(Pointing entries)

--- start ---

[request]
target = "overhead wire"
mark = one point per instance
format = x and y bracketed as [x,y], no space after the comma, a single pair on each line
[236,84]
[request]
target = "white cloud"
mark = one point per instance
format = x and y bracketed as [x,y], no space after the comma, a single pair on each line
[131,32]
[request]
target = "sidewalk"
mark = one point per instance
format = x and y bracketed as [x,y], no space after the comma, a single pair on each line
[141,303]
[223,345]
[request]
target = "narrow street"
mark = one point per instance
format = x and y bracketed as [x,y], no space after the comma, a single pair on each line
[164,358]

--- end ---

# [WHAT YOU WILL DO]
Rewrite all of the entries above with "occurrence" substituted for "instance" and nothing else changed.

# [REPLY TO THE EXERCISE]
[request]
target = "overhead wire"
mark = one point per occurrence
format = x and y bracketed as [x,y], no space after the comma, a single pair on each line
[236,84]
[request]
target = "white cloud"
mark = one point per occurrence
format = x and y bracketed as [x,y], no space after the comma, a single pair on each line
[131,32]
[request]
target = "sidewalk"
mark = one point per occurrence
format = x and y bracketed as [x,y], no space after the comma, a single pair on each line
[141,303]
[223,345]
[request]
target = "narrow street"
mark = one point per occurrence
format = x and y bracketed as [x,y], no space after the comma, a single pair on each line
[164,358]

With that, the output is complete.